* Text provided *
Even At An Inn, The Poor
Man Is Never Spurned From The Door, And If Not Harboured, Is At
Least Dismissed With Fair Words, And Consigned To The Mercies Of
God And His Mother.
This is as it should be.
I laugh at the
bigotry and prejudices of Spain; I abhor the cruelty and ferocity
which have cast a stain of eternal infamy on her history; but I
will say for the Spaniards, that in their social intercourse no
people in the world exhibit a juster feeling of what is due to the
dignity of human nature, or better understand the behaviour which
it behoves a man to adopt towards his fellow beings. I have said
that it is one of the few countries in Europe where poverty is not
treated with contempt, and I may add, where the wealthy are not
blindly idolized. In Spain the very beggar does not feel himself a
degraded being, for he kisses no one's feet, and knows not what it
is to be cuffed or spitten upon; and in Spain the duke or the
marquis can scarcely entertain a very overweening opinion of his
own consequence, as he finds no one, with perhaps the exception of
his French valet, to fawn upon or flatter him.

* What is asked *
(A) Answer these questions about the passage on Spain:
(i) At an inn, to whose mercies is a poor man consigned if he is not harbored?
(ii) What does the beggar in Spain not know?
(iii) Who is named as the possible exception among those who might fawn upon a duke or marquis?
(B) Copy out everything in the passage on Spain from "Even At An Inn, The" down to "it should be.", swapping "Inn" for "Tavern".
Answer using only the passage above.

* Rows *
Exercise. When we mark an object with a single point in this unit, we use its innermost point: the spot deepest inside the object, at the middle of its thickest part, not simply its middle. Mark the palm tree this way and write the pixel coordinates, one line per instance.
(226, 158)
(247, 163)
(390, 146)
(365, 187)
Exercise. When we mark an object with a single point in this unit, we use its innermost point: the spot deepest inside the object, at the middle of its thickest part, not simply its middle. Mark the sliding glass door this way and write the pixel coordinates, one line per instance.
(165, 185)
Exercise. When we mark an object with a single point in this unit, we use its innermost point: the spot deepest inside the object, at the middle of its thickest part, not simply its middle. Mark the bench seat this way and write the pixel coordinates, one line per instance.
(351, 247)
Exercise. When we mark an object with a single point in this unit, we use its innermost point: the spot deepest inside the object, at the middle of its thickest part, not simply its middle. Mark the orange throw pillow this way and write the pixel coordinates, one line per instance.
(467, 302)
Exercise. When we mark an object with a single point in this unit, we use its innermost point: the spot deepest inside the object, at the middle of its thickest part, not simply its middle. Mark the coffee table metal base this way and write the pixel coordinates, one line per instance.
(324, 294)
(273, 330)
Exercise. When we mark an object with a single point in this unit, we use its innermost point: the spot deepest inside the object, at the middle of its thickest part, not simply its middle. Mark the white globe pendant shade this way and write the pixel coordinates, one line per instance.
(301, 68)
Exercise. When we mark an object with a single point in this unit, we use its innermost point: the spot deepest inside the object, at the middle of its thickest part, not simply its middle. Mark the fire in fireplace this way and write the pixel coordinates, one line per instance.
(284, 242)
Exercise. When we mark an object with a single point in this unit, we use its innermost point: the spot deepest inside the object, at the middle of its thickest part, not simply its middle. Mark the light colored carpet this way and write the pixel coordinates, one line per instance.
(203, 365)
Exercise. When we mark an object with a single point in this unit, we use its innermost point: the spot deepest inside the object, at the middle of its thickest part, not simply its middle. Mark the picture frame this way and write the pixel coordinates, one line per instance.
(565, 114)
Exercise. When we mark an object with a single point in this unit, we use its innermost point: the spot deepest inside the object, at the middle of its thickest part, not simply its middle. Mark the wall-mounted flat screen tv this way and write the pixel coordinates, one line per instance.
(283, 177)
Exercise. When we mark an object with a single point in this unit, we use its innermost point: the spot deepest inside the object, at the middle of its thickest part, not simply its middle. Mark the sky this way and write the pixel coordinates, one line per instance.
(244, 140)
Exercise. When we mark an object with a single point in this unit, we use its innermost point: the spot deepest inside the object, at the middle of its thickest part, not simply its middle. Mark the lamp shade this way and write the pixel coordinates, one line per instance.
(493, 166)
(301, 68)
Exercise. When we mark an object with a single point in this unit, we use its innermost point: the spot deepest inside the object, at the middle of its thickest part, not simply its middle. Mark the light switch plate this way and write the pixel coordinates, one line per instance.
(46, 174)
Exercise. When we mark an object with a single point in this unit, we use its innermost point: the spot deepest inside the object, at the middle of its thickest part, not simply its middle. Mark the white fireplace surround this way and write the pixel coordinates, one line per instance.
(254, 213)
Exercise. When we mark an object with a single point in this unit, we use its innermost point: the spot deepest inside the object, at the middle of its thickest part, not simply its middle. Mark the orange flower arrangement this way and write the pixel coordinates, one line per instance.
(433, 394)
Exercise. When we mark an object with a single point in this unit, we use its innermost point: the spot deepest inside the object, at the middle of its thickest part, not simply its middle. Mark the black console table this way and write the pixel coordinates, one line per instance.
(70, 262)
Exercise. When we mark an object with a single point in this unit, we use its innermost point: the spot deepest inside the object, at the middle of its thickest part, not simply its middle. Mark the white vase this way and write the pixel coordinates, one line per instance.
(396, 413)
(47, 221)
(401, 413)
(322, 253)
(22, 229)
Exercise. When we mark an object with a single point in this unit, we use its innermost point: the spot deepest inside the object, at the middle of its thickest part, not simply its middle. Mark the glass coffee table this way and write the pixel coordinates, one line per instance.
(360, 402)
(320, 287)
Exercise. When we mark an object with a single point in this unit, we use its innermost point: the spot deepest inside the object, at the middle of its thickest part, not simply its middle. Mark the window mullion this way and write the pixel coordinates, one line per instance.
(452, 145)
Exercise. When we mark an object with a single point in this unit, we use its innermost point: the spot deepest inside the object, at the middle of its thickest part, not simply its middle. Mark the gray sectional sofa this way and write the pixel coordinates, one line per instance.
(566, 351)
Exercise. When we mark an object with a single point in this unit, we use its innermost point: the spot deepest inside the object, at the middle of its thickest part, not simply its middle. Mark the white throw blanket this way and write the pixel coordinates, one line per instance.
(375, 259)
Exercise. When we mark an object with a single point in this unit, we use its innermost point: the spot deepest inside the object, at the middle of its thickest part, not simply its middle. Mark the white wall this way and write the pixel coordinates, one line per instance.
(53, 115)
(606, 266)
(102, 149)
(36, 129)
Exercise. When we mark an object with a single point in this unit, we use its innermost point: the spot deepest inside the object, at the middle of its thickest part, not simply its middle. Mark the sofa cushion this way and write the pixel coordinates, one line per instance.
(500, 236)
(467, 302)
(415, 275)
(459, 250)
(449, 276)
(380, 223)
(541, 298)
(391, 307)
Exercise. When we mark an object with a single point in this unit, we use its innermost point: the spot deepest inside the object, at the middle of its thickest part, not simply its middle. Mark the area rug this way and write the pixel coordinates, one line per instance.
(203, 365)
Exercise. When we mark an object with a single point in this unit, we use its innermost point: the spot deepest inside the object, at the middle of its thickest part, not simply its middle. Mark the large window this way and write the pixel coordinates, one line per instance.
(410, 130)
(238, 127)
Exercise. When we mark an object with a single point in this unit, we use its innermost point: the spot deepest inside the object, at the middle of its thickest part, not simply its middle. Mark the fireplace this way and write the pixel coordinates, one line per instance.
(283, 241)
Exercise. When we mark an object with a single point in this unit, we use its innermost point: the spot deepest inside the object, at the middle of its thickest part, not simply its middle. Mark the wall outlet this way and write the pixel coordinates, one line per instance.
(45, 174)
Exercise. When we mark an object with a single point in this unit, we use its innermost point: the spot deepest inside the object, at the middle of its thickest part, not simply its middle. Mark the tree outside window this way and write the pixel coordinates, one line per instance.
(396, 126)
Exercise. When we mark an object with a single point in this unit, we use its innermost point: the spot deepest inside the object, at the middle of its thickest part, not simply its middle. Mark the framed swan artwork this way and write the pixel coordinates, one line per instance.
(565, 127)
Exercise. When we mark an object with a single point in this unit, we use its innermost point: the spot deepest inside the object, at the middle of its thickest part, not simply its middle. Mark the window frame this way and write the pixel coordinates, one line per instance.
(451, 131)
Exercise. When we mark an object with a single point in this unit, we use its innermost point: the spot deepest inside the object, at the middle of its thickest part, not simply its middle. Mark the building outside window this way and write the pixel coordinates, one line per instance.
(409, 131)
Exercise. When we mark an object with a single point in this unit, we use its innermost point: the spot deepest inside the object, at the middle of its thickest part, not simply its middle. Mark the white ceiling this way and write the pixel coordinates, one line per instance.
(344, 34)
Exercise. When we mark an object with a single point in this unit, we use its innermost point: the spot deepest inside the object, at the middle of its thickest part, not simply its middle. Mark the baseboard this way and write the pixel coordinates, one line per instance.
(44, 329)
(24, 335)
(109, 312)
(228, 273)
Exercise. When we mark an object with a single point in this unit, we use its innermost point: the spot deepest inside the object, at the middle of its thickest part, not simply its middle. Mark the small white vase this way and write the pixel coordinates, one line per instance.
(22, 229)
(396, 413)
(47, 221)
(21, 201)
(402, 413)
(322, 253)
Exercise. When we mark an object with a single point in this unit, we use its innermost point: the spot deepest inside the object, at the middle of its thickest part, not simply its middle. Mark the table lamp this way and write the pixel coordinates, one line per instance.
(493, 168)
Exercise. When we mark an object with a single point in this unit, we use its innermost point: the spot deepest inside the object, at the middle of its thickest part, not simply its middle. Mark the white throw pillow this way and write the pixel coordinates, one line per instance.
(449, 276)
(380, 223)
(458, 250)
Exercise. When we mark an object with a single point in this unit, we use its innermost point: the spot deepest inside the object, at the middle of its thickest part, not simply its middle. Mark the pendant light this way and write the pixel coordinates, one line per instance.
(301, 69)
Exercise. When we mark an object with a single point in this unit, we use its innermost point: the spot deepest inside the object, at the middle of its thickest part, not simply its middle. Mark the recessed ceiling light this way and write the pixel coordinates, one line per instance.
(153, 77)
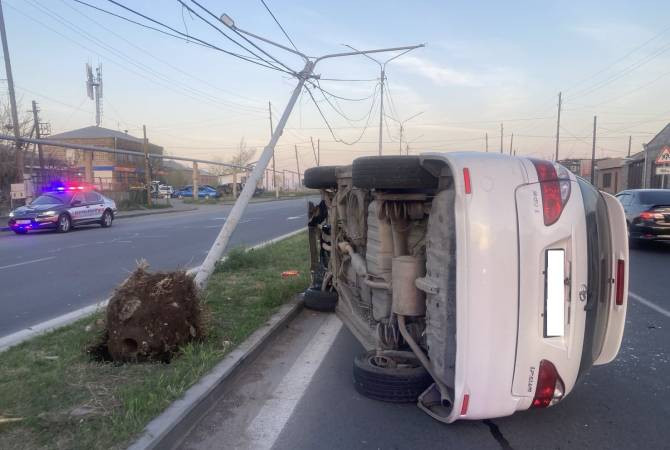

* Task-by-task outputs *
(A)
(i) God and His Mother.
(ii) What it is to be cuffed or spitten upon.
(iii) His French valet.

(B)
Even At An Tavern, The Poor
Man Is Never Spurned From The Door, And If Not Harboured, Is At
Least Dismissed With Fair Words, And Consigned To The Mercies Of
God And His Mother.
This is as it should be.